- Born: July 12, 1956 Washington, DC, U.S.
- Died: March 11, 2017 (aged 60) Austin, Texas
- Genres: Rock, rockabilly
- Instrument(s): Guitar, vocal
- Years active: c.1974–2015

= Evan Johns =

Evan Johns (July 12, 1956 – March 11, 2017) was an American guitarist and the originator of the term "redneck jazz."

== Early life ==
Johns was born in Washington, DC and raised in McLean, Virginia. His mother worked for the National Symphony Orchestra. Johns dropped out of high school in the 10th grade and eventually graduated from Emerson Preparatory School. He later began hitchhiking and train-hopping around the country.

Stored records:
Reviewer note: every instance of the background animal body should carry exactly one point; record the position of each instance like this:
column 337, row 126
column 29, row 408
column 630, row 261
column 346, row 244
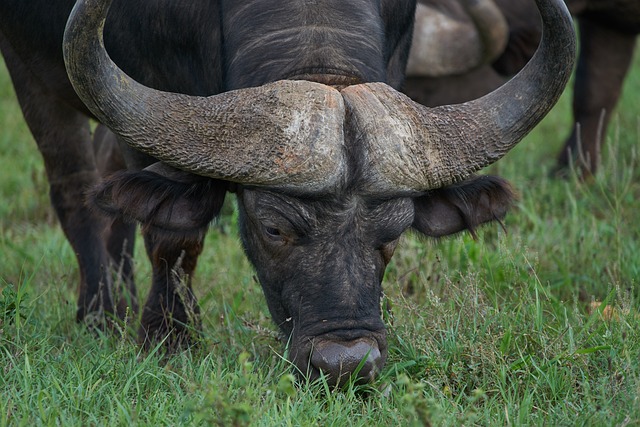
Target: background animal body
column 176, row 206
column 608, row 32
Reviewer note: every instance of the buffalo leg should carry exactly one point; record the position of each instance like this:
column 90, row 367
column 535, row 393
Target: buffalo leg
column 63, row 137
column 120, row 237
column 605, row 56
column 171, row 310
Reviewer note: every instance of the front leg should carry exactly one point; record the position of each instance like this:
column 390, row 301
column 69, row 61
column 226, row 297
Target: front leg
column 605, row 57
column 171, row 310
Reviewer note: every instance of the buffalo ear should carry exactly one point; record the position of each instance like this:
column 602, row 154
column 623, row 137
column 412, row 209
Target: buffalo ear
column 462, row 206
column 159, row 202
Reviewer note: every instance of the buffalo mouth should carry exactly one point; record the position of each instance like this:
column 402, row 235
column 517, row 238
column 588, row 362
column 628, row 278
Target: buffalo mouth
column 340, row 357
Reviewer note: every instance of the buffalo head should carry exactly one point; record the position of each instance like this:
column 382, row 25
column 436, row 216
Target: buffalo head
column 330, row 164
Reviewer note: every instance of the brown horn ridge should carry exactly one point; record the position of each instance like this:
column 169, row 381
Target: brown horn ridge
column 411, row 148
column 287, row 134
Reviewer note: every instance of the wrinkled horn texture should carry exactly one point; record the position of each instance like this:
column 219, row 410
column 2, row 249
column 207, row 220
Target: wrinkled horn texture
column 285, row 134
column 412, row 148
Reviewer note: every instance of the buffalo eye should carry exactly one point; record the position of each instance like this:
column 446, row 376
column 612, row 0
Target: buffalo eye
column 273, row 232
column 275, row 235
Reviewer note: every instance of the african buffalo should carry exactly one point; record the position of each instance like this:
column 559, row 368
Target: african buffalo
column 608, row 31
column 293, row 106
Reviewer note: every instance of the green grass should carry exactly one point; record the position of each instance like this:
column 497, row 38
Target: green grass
column 493, row 331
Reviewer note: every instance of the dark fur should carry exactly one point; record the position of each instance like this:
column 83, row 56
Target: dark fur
column 320, row 261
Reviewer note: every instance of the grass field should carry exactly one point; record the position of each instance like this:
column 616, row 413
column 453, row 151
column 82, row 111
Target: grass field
column 494, row 331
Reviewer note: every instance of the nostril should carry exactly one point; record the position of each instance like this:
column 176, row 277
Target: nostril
column 341, row 359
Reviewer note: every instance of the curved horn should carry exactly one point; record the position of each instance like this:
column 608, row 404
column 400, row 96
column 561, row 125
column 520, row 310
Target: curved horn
column 286, row 134
column 414, row 148
column 444, row 46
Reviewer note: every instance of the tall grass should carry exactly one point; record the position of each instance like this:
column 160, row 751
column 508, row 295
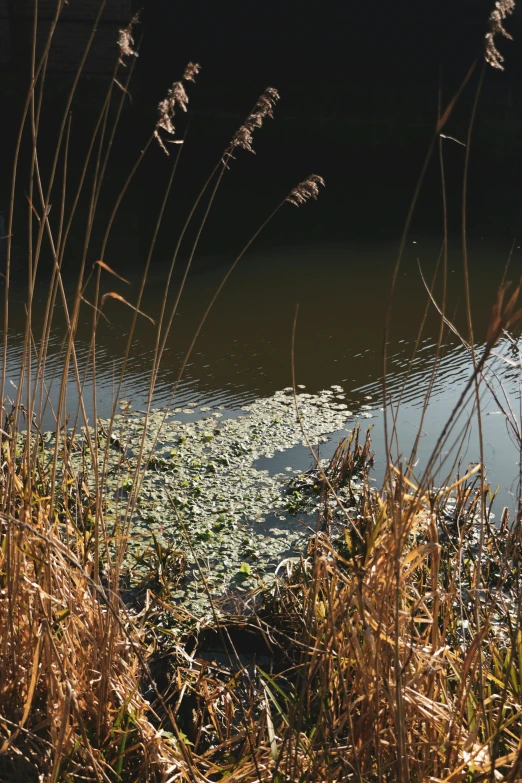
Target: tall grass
column 394, row 647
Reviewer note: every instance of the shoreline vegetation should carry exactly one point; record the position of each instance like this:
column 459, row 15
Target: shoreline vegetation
column 151, row 627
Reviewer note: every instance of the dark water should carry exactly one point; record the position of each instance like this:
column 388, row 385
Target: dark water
column 342, row 290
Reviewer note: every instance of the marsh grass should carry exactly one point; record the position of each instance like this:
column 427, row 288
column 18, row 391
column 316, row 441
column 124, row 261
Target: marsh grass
column 391, row 651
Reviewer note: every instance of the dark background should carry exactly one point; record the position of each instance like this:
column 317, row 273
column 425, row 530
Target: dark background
column 360, row 85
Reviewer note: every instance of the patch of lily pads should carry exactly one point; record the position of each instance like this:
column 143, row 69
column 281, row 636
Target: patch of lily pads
column 201, row 494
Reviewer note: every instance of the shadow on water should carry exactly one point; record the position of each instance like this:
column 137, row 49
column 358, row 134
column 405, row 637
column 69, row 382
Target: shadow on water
column 244, row 350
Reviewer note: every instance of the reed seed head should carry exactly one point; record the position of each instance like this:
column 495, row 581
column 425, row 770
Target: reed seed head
column 307, row 189
column 176, row 97
column 502, row 9
column 126, row 40
column 264, row 107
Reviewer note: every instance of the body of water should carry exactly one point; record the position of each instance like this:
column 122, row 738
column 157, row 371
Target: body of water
column 342, row 289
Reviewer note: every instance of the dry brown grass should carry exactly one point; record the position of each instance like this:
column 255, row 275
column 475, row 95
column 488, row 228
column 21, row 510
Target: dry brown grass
column 392, row 652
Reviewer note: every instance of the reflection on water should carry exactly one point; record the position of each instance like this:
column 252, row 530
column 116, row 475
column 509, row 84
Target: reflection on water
column 342, row 291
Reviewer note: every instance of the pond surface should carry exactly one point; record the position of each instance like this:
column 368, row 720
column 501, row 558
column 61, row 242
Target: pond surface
column 342, row 290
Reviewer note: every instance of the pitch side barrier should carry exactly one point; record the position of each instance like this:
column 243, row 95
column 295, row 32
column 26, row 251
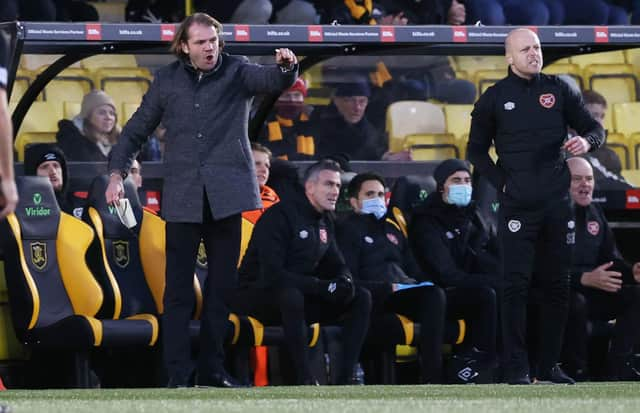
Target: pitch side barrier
column 75, row 41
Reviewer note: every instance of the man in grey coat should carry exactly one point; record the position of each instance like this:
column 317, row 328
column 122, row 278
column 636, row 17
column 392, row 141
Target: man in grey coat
column 203, row 99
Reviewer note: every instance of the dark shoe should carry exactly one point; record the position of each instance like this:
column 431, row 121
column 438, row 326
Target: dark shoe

→ **TASKS TO PERFORM**:
a) Do these statements agree with the Evan Johns biography? (i) Johns was raised in McLean, Virginia. (ii) His father worked for the National Symphony Orchestra. (iii) Johns graduated from Emerson Preparatory School. Answer yes or no for each, quoting the words from the text that decide it.
b) Rewrite the Evan Johns biography from "- Died: March" to "around the country.", swapping "guitarist" for "musician".
c) List every city or town named in the Evan Johns biography.

→ **RESULTS BY TASK**:
a)
(i) Yes: "raised in McLean, Virginia"
(ii) No: "His mother worked for the National Symphony Orchestra"
(iii) Yes: "eventually graduated from Emerson Preparatory School"

b)
- Died: March 11, 2017 (aged 60) Austin, Texas
- Genres: Rock, rockabilly
- Instrument(s): Guitar, vocal
- Years active: c.1974–2015

= Evan Johns =

Evan Johns (July 12, 1956 – March 11, 2017) was an American musician and the originator of the term "redneck jazz."

== Early life ==
Johns was born in Washington, DC and raised in McLean, Virginia. His mother worked for the National Symphony Orchestra. Johns dropped out of high school in the 10th grade and eventually graduated from Emerson Preparatory School. He later began hitchhiking and train-hopping around the country.

c) Washington, DC; Austin, Texas; McLean, Virginia